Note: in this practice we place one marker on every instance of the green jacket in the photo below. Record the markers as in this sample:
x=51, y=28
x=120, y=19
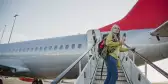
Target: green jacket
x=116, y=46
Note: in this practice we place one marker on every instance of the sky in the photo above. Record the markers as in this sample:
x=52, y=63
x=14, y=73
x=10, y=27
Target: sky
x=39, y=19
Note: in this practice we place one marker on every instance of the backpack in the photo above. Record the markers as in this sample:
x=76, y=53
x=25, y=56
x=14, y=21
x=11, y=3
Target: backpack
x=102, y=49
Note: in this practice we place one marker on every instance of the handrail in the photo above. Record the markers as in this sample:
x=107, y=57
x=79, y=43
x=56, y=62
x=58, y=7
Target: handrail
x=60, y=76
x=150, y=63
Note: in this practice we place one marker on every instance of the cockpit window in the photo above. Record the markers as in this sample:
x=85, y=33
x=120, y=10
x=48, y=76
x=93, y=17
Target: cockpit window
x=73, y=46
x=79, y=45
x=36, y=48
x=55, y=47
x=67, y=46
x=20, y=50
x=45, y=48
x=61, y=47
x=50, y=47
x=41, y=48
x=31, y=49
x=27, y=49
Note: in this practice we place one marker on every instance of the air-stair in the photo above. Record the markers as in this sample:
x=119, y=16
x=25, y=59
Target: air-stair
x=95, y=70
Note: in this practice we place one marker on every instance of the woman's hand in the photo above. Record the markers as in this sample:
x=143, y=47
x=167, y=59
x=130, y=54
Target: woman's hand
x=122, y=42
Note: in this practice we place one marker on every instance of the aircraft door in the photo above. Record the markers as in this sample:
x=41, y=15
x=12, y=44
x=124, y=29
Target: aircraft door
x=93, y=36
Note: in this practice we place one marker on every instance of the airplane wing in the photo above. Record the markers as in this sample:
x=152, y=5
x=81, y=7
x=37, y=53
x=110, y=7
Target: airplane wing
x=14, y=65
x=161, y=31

----

## Your objective
Wherever a picture appears in the material above, skip it and copy the rest without change.

## Result of the task
Note: in this practice we place one marker on every instance of the green jacket in the photo below. Record the markers as in this sample:
x=51, y=28
x=120, y=19
Target: green jacket
x=116, y=46
Note: in this practice we place one marker on every instance of the sky in the photo above. Record the markers as in this sample:
x=52, y=63
x=14, y=73
x=10, y=27
Target: sky
x=39, y=19
Note: in this practice we place one marker on every instance of the backpack in the photo above. Record the markers as in this sample:
x=76, y=53
x=25, y=56
x=14, y=21
x=11, y=3
Target: backpack
x=102, y=49
Note: in this practice we place one marker on every instance of the handrail in the photo above. Record the markers as in this sample:
x=107, y=57
x=79, y=43
x=56, y=62
x=58, y=7
Target: handrail
x=60, y=76
x=150, y=63
Note: in this practice we place one marker on every instance of the cockpit window in the photo above. Record the markers as in this sample:
x=85, y=33
x=120, y=10
x=48, y=76
x=93, y=17
Target: cockpit window
x=73, y=46
x=79, y=45
x=36, y=48
x=55, y=47
x=67, y=46
x=20, y=50
x=45, y=48
x=61, y=47
x=50, y=47
x=41, y=48
x=31, y=49
x=27, y=49
Note: in this practice we place one marker on every instance of the air-stair in the photo above. Record the markers as in this sample:
x=119, y=16
x=25, y=59
Target: air-stair
x=95, y=70
Note: in this practice we place one marker on every instance of the woman's hand in the photo above. Record the markers as in this sample:
x=143, y=47
x=167, y=59
x=130, y=54
Target: woman's hand
x=122, y=42
Note: in this practice we place one marker on every instance of the aircraft door in the photo above. Record the markers as in this sample:
x=41, y=15
x=12, y=44
x=124, y=29
Target: aircraft door
x=93, y=36
Note: in this practice we place one marker on every instance of the airplane wing in the photo above. Record the markers as in this sample:
x=152, y=5
x=81, y=7
x=37, y=53
x=110, y=7
Target: airplane wing
x=14, y=65
x=161, y=31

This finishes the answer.